* [Job] Write out, without any change, the lines of the records below that lie between the line containing "the tractor rear" and the line containing "<point>12,697</point>", inclusive.
== == ==
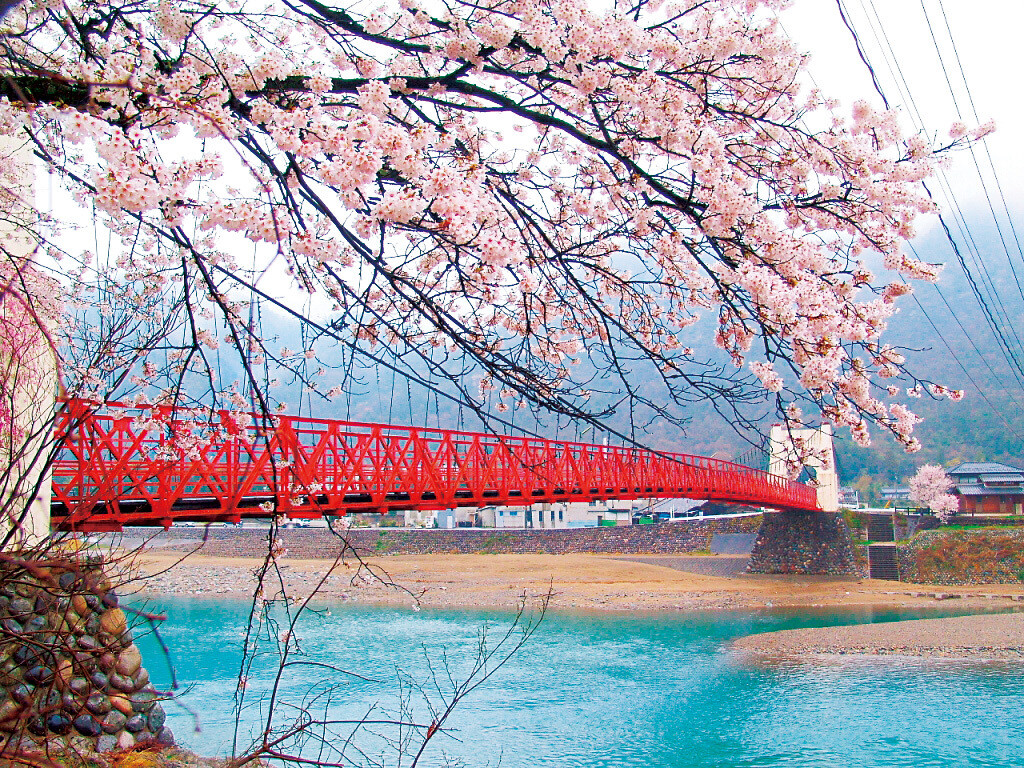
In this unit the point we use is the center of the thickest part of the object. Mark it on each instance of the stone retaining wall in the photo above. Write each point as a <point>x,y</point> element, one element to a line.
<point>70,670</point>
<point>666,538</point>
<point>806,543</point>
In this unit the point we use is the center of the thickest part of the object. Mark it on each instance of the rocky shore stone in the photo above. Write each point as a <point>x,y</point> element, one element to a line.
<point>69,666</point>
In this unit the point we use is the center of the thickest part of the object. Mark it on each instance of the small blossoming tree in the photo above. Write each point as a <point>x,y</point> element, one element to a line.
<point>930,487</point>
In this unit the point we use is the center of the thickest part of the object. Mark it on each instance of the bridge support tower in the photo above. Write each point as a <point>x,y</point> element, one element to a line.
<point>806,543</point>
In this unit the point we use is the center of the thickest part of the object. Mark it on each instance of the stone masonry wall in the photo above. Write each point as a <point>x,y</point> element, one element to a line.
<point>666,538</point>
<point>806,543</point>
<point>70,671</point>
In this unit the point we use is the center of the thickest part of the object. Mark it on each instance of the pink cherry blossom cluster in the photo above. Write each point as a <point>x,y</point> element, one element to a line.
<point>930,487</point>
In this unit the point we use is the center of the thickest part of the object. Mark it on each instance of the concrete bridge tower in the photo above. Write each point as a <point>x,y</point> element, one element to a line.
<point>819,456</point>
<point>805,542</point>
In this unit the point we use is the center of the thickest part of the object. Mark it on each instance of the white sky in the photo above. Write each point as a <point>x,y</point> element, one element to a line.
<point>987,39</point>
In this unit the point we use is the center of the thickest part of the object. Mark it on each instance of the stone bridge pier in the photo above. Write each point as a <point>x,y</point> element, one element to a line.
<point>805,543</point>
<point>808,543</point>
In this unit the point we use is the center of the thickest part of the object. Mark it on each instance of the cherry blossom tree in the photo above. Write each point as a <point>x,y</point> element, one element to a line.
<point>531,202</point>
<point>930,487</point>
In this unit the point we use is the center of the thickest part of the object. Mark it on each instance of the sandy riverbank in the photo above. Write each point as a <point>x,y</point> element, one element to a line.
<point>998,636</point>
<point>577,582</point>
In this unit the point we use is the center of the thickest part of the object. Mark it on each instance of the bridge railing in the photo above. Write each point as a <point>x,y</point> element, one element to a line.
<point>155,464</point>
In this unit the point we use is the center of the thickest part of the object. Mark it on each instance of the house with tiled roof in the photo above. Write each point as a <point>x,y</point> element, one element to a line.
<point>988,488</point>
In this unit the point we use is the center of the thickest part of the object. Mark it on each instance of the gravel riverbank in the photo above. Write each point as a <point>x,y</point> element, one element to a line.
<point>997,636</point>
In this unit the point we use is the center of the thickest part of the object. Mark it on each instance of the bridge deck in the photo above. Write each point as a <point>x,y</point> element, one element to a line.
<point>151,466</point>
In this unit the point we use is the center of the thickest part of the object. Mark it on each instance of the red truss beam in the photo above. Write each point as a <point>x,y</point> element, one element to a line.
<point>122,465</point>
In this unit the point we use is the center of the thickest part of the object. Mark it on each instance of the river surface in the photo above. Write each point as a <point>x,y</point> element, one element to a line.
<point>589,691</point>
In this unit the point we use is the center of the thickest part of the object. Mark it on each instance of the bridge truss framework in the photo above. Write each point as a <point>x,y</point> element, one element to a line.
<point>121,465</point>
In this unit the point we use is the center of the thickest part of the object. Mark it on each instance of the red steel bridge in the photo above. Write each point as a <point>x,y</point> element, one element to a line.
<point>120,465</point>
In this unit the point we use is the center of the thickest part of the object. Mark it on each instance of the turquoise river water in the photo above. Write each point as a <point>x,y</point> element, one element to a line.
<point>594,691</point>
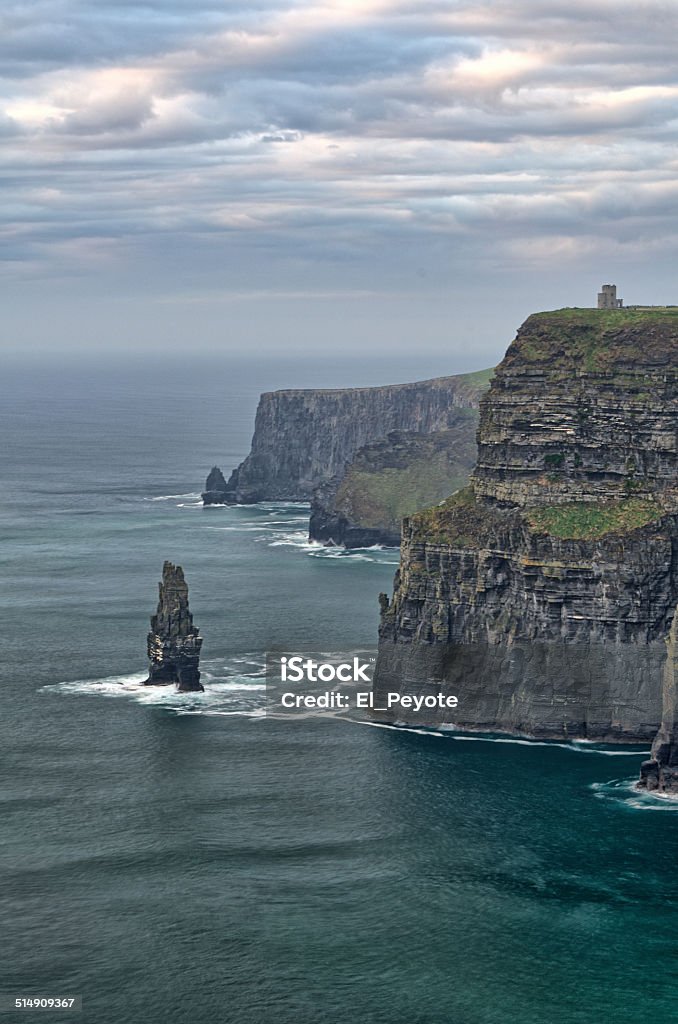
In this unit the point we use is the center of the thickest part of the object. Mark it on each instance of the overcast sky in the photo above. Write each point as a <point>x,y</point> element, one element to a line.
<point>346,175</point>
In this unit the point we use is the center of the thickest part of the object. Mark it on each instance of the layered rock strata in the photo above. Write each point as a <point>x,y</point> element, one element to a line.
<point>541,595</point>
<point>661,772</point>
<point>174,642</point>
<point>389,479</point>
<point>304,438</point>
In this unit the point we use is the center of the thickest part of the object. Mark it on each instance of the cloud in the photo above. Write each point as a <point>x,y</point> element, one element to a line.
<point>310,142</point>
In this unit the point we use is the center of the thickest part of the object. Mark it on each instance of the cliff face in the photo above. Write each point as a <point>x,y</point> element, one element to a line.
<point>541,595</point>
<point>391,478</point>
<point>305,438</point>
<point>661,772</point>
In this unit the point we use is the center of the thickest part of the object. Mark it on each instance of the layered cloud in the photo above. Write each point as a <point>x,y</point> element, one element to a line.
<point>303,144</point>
== == ==
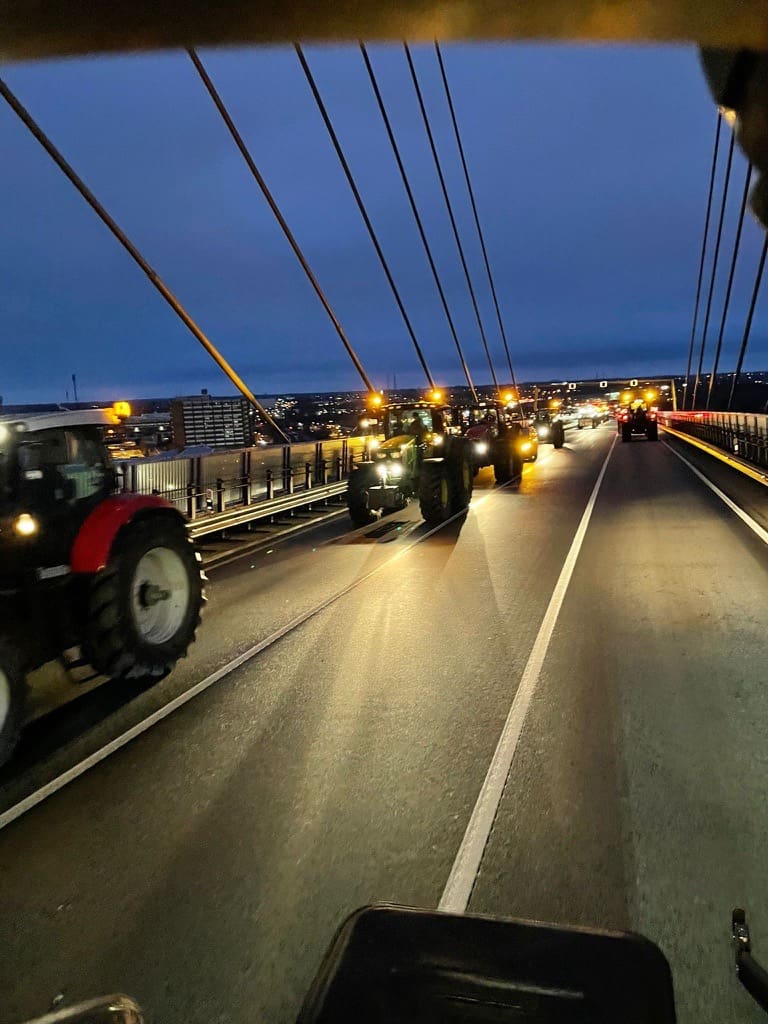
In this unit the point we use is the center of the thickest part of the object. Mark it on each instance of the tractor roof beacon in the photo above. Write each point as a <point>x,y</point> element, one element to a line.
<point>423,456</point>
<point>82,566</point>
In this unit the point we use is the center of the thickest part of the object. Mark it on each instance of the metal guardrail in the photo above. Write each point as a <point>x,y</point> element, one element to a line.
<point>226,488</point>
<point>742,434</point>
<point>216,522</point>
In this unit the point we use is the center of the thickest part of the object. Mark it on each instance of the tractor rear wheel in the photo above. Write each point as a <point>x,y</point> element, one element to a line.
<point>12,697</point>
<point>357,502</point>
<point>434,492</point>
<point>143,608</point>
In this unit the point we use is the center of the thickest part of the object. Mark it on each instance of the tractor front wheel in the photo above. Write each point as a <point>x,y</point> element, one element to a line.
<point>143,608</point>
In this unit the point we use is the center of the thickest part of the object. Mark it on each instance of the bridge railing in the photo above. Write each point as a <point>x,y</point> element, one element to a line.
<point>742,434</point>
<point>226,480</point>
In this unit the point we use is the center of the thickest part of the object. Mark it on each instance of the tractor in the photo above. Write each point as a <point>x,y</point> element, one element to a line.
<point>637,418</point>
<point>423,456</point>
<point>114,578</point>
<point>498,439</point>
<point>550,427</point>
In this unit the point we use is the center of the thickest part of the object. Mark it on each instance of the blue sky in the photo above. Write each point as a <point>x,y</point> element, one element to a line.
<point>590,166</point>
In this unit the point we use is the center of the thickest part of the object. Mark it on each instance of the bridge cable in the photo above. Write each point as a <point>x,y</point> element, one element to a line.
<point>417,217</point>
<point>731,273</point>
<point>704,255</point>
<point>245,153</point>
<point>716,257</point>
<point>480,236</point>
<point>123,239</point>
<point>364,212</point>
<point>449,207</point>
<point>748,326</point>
== == ==
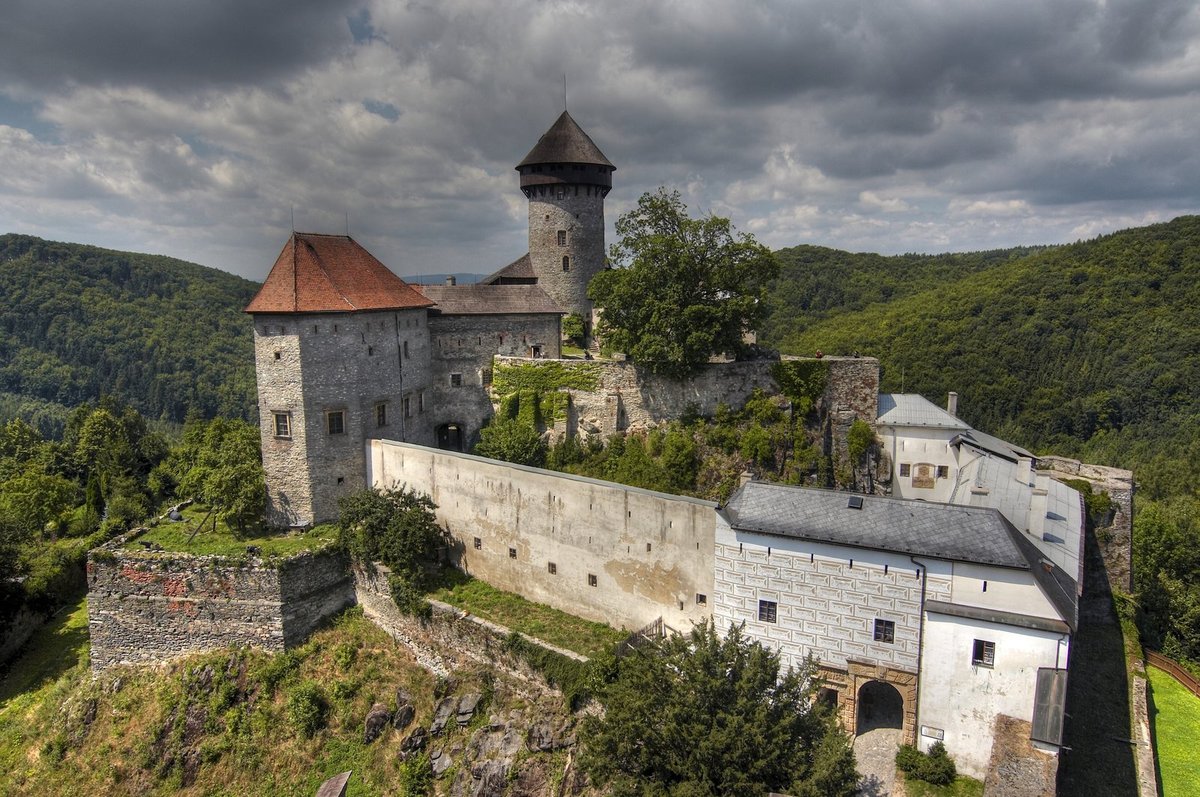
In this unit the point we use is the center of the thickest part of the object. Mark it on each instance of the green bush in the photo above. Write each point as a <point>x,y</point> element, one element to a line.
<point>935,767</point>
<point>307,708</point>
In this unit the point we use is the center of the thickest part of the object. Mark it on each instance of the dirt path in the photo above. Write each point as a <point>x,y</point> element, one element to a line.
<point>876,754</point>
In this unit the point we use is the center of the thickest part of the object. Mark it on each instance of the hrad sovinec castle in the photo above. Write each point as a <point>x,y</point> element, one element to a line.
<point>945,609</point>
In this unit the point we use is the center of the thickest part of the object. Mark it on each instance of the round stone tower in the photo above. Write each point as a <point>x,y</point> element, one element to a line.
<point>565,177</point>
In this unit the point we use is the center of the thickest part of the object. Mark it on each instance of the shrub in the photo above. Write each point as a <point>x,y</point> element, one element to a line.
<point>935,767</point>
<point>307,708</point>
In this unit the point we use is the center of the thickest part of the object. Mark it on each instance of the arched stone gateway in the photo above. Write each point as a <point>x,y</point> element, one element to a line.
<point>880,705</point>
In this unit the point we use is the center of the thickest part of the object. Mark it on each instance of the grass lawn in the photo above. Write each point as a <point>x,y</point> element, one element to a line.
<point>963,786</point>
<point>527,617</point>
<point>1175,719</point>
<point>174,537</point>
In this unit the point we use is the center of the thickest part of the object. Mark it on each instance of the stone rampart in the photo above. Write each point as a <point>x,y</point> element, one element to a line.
== == ==
* [Worked solution]
In this unit the point we use is the center of the thickest part of the object. Mark it on each instance of the tractor rear wheel in the photo above. Write each point as a <point>x,y</point> element, one element to a line.
<point>12,697</point>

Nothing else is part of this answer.